■ **Work required**
Nothing below is to be printed except the lines between the line holding "Task: for every instance of the metal" and the line holding "Task: for every instance of the bus headlight, drop", inclusive, each exactly as it appears.

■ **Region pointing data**
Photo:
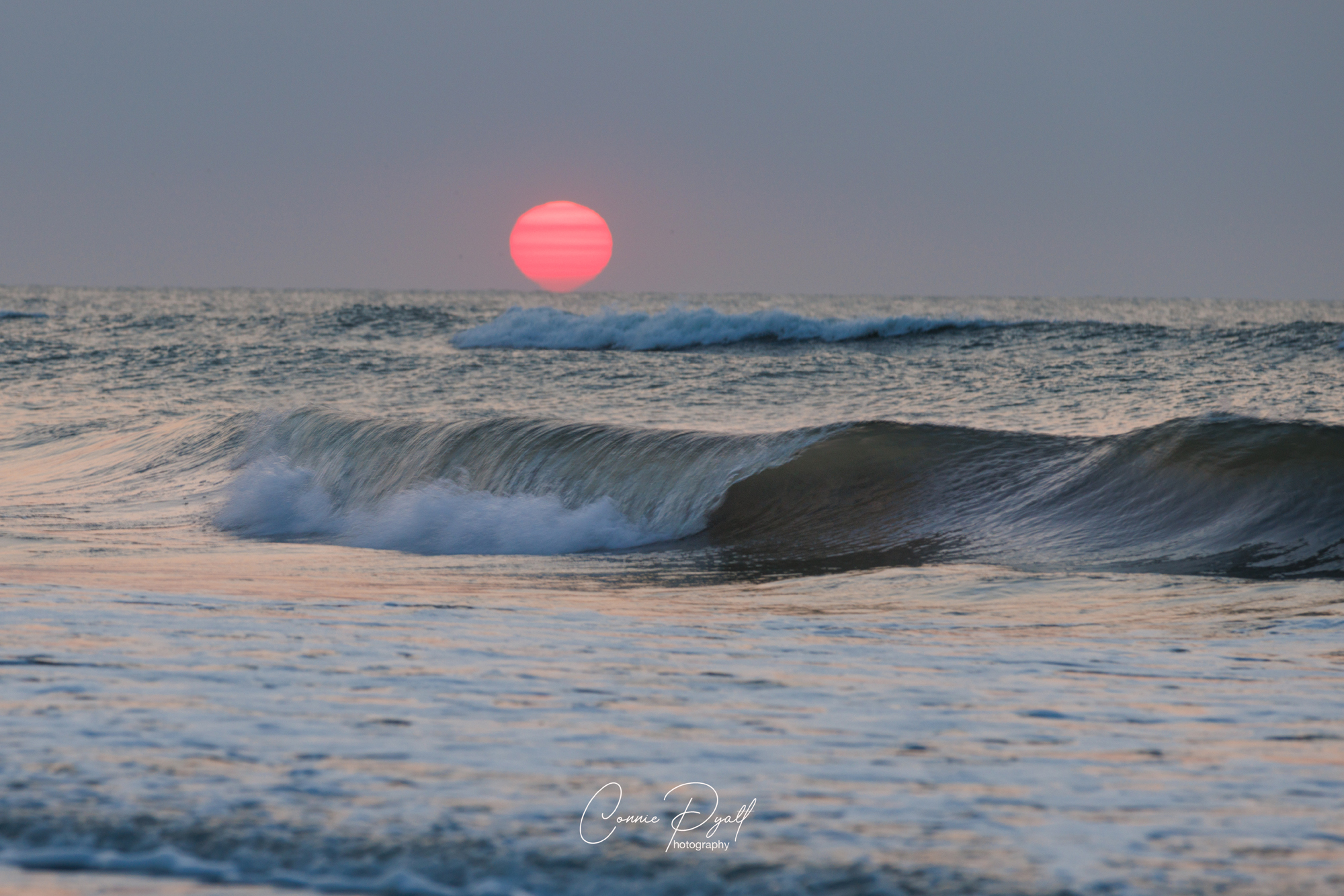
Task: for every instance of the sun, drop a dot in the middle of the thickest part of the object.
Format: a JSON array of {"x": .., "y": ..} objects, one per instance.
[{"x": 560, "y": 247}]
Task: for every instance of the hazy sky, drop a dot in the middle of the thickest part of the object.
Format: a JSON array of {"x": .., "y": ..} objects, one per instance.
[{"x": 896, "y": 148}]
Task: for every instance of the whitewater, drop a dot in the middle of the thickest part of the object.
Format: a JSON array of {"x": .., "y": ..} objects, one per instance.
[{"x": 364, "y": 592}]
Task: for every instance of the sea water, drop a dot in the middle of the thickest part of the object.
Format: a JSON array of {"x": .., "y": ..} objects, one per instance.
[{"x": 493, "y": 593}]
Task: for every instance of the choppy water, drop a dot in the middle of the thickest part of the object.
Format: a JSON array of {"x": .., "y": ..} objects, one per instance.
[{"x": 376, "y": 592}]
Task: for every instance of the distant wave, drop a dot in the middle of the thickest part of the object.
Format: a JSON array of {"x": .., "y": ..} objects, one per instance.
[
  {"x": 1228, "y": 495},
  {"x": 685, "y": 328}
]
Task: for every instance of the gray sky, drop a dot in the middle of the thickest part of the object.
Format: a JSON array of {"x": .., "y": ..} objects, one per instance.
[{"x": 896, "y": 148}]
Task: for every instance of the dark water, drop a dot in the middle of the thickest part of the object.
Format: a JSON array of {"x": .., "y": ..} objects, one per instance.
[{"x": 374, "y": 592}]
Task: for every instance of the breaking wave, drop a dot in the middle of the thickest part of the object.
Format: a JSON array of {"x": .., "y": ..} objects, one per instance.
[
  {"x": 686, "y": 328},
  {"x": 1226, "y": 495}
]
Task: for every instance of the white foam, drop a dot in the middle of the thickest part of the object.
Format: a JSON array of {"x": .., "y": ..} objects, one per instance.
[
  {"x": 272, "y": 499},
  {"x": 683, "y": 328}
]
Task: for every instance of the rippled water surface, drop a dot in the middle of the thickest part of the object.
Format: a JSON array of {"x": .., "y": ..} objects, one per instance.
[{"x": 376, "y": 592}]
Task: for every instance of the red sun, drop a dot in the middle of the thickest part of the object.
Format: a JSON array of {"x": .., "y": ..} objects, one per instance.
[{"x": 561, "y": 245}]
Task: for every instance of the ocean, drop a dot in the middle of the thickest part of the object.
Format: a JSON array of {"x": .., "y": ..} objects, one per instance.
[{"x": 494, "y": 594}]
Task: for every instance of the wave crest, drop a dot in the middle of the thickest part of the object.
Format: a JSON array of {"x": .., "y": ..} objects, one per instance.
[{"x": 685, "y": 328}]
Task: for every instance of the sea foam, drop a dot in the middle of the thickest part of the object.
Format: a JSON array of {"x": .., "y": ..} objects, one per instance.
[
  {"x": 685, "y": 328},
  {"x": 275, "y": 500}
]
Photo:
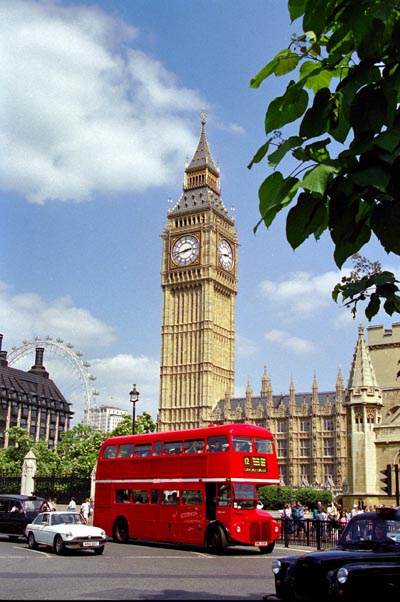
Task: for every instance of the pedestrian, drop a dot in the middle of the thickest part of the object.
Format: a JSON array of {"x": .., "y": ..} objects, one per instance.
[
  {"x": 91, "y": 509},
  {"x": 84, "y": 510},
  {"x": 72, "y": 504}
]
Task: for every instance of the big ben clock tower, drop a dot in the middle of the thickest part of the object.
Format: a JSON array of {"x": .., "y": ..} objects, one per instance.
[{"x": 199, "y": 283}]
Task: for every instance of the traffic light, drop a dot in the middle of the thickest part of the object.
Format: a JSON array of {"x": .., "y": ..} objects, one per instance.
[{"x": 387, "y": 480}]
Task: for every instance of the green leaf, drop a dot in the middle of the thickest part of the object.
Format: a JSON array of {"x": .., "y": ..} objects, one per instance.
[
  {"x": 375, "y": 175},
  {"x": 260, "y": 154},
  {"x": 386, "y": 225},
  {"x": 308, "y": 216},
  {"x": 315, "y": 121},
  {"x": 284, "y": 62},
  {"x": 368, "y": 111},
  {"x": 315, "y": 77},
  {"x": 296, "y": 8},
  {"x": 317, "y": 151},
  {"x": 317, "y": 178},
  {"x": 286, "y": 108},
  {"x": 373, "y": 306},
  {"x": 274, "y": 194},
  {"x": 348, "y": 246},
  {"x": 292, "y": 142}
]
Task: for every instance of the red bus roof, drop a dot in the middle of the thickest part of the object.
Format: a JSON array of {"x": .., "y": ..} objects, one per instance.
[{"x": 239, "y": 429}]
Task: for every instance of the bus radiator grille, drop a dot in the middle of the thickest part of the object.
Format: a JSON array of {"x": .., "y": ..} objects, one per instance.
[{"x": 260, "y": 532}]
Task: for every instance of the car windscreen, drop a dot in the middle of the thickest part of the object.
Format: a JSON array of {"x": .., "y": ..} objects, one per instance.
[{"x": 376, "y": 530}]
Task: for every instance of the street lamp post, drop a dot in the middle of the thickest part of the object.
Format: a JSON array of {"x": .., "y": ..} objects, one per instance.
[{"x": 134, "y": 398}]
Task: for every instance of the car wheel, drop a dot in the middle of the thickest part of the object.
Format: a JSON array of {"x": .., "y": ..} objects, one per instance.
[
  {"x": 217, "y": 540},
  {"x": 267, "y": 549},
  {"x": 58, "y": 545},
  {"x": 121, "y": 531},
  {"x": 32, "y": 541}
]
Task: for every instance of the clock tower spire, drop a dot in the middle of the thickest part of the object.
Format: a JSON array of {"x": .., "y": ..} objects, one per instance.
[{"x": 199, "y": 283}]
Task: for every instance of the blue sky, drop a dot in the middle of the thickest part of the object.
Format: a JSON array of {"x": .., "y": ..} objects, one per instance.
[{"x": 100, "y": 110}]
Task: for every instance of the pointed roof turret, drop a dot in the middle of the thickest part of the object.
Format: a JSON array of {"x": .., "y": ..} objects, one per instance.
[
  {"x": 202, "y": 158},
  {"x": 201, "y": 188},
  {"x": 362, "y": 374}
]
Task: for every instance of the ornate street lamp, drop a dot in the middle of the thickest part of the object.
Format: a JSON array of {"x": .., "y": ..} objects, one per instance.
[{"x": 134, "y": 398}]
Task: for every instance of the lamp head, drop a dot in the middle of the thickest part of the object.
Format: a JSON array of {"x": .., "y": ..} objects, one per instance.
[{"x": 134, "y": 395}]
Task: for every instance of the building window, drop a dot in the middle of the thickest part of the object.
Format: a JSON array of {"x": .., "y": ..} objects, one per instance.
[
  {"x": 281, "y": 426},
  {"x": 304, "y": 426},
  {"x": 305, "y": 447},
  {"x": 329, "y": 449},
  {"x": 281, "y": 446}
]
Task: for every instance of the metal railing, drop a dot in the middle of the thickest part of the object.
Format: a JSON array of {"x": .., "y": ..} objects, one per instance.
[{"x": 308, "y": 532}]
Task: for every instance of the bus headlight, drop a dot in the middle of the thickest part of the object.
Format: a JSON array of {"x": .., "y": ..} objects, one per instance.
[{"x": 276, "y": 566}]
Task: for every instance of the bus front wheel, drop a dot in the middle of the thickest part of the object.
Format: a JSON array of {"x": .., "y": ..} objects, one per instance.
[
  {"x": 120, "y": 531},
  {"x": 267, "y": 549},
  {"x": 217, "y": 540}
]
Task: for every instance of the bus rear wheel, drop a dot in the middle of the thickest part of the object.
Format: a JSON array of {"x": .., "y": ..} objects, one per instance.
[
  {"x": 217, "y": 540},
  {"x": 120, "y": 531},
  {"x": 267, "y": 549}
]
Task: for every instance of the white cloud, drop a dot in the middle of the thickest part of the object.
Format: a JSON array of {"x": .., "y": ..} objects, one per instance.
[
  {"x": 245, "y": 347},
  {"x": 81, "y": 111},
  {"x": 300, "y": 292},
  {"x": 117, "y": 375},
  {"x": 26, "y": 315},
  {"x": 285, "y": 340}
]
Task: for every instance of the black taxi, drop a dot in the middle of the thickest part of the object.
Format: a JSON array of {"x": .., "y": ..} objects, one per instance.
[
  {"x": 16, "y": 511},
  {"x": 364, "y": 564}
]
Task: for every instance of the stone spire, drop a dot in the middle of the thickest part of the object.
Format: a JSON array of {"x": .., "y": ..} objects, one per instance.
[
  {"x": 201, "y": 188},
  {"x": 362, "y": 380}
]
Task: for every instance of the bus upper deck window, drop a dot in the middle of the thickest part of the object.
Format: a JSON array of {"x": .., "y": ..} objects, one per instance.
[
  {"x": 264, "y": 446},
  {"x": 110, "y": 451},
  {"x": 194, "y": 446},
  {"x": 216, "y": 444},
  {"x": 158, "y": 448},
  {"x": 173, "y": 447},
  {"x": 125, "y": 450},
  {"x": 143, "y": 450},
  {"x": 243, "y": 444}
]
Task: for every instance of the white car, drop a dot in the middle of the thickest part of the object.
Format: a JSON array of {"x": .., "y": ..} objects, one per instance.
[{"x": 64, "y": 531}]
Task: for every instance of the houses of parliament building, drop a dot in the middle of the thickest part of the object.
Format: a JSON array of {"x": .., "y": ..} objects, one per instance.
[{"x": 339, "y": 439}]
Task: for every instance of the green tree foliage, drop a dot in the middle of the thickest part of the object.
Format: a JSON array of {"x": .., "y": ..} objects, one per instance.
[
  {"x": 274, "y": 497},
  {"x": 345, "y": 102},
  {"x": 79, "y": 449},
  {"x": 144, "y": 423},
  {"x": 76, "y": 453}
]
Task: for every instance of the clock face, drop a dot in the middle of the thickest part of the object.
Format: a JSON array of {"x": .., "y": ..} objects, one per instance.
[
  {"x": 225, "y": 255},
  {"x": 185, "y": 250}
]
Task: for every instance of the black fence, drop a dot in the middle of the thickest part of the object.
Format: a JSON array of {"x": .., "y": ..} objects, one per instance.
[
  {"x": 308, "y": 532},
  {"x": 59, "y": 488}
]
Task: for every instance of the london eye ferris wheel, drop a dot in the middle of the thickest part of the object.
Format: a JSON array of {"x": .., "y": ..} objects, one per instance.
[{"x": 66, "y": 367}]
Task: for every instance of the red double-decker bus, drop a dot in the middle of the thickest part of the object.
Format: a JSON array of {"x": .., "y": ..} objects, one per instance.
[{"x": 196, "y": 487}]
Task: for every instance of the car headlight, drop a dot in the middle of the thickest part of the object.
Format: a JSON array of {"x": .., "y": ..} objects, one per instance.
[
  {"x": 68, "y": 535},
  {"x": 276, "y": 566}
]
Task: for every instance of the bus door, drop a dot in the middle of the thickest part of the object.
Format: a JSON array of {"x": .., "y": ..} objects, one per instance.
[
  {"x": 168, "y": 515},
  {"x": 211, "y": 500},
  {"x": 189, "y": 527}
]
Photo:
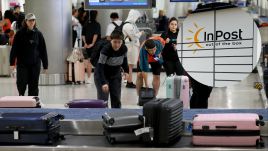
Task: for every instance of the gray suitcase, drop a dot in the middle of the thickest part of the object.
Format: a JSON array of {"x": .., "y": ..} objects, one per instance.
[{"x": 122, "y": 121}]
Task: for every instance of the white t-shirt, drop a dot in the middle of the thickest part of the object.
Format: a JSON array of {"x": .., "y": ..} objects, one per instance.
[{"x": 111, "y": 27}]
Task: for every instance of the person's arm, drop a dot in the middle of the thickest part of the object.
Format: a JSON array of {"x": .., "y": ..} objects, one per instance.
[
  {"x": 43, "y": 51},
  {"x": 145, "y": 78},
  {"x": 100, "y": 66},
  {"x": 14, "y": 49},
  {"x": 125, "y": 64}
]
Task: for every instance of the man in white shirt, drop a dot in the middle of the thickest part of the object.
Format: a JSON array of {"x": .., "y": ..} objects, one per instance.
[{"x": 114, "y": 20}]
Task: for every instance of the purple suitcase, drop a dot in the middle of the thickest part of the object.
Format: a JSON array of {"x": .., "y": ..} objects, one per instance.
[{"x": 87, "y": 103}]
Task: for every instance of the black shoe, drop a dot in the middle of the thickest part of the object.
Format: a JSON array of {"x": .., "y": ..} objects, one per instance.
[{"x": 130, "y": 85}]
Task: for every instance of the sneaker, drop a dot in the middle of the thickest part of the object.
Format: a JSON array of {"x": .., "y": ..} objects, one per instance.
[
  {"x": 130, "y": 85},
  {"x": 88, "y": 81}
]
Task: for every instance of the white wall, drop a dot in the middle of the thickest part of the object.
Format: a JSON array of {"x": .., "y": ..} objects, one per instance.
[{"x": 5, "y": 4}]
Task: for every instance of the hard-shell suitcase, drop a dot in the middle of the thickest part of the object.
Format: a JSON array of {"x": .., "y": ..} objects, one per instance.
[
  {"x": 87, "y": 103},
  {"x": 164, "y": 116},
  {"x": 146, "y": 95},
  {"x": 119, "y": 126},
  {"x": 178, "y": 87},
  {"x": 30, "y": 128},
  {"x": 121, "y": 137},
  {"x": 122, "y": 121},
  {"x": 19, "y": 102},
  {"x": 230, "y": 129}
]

■ **Result below**
Task: for every instance of the metal railing, drop a dot in the middle of the thickest part of the object.
Format: a JSON array of {"x": .., "y": ..} objects, one per instance.
[{"x": 308, "y": 532}]
Task: for every instance of the bus headlight, drop a dot in the middle of the thickest part of the object.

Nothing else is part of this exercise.